### Required tasks
A. In the thread on word-level edit distance in R, what result should the example sentences "very nice car" and "nice red car" produce?
B. List every kind of word operation that the thread on word-level edit distance in R says should be counted when transforming sentence A into sentence B.
C. Continue the thread on word-level edit distance in R from its final line.

3

I am looking for a fast solution in R for determining word-level edit distance between two sentences. More specifically, I want to determine minimal number of additions, substitutions or deletions of words, to transform sentence A to sentence B. For example, if sentence A is "very nice car" and sentence B is "nice red car", the result should be 2 (1 deletion and 1 addition).

I know that there are existing solutions in R for character-level edit distance (e.g., native adist() and stringdist() from package 'stringdist'), but I found none for word-level.

Steven Beaupré
  • 21,343
  • 7
  • 57
  • 77
JackONeill
  • 123
  • 1
  • 9

1 Answers1

3

How about

intersect(strsplit(levels(factor("very nice car"[1]))," ")[[1]],strsplit(levels(factor("nice red car"[1]))," ")[[1]])

> [1] "nice" "car"

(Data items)
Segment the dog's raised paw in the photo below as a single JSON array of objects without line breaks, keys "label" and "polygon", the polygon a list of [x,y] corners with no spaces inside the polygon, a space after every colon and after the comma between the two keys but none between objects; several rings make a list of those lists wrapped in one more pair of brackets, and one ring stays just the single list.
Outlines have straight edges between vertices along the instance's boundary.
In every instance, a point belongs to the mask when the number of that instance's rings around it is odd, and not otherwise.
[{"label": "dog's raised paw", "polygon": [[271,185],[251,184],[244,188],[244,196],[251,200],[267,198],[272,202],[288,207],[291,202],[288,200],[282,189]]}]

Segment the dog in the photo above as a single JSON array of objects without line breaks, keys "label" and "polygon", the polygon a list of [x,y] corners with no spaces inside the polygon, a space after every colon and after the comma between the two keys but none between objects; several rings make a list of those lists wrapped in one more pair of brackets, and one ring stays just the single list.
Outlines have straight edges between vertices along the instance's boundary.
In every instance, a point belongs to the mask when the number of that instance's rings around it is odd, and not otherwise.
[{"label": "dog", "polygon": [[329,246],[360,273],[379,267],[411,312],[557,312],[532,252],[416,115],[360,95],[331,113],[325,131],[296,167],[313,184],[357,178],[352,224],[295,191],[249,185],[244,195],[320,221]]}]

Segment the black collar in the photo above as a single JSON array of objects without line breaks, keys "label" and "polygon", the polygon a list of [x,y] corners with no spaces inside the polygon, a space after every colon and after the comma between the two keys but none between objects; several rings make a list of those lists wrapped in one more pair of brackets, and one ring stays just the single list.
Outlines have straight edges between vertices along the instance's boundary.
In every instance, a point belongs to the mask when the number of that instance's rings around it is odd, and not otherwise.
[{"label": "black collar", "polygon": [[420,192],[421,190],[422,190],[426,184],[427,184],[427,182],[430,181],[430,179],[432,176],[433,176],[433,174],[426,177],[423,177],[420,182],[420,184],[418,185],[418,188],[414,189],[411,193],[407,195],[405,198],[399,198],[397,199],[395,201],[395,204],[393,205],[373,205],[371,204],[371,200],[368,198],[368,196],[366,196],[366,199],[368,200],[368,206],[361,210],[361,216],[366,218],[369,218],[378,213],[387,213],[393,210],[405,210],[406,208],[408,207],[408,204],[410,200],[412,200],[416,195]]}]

### Answers given
A. The result should be 2 (1 deletion and 1 addition).

B. Additions, substitutions, deletions

C.
length(intersect(strsplit(levels(factor("very nice car"[1]))," ")[[1]],strsplit(levels(factor("nice red car"[1]))," ")[[1]]))

> [1] 2

Of course, you can make your own function that even works with a list:

my_function <- function (x, prsep = " ") 
{
    if (isTRUE(length(x) != 0) == TRUE && isTRUE(is.na(x)) == 
        FALSE) {
        if (isTRUE(is.list(x)) == TRUE) {
            for (i in 1:length(x)) ifelse(isTRUE(length(x[[i]]) != 
                0) == TRUE, x[[i]] <- strsplit(x[[i]], prsep)[[1]], 
                NA)
            return(x)
        }
        else if (isTRUE(is.list(x)) == FALSE) {
            Lt <- list()
            for (i in 1:length(x)) Lt[[length(Lt) + 1]] <- strsplit(levels(factor(x[i])), 
                prsep)[[1]]
            return(Lt[[1]])
        }
    }
    else {
    x
    }
}

So you just need

intersect(my_function("very nice car"," "), my_function("nice red car"," "))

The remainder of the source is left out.